▶ ASSIGNED TASK:
Only lines containing the word "tooth" belong in the answer; copy each one from the records.

▶ STORED DATA:
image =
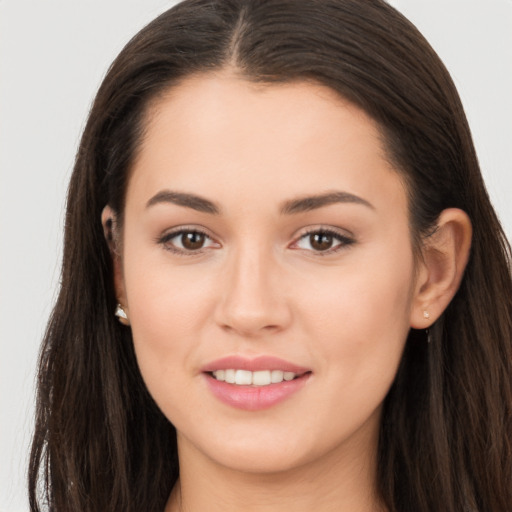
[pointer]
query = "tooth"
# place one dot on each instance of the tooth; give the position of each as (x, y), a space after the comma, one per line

==

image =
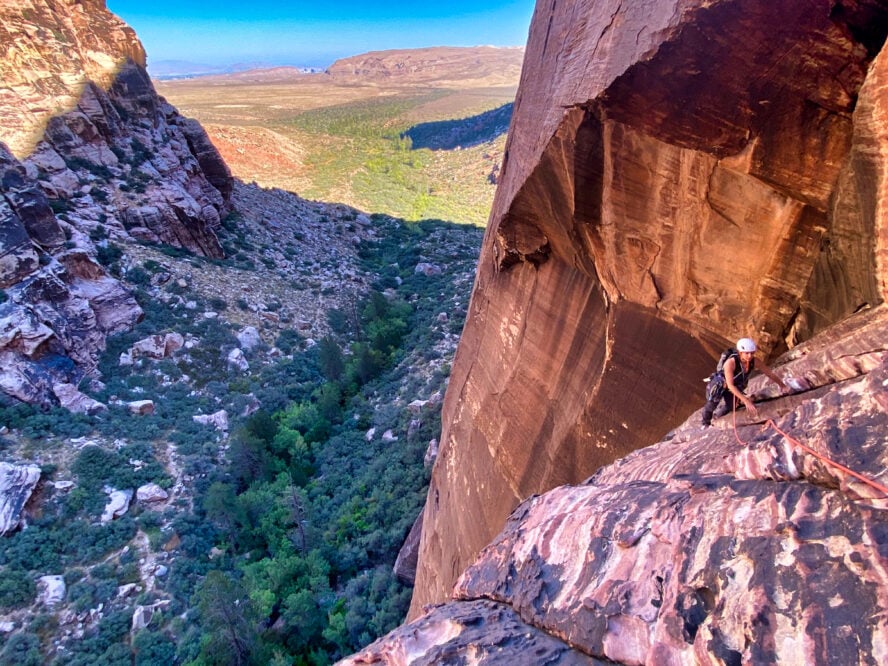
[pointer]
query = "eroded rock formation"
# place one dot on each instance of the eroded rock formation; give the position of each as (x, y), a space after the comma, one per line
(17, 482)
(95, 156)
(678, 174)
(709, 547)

▶ EXERCISE ANSWER:
query = "tooth"
# place one dot on each instance of the tooth; give the position of each as (x, y), a space after the comma, one per line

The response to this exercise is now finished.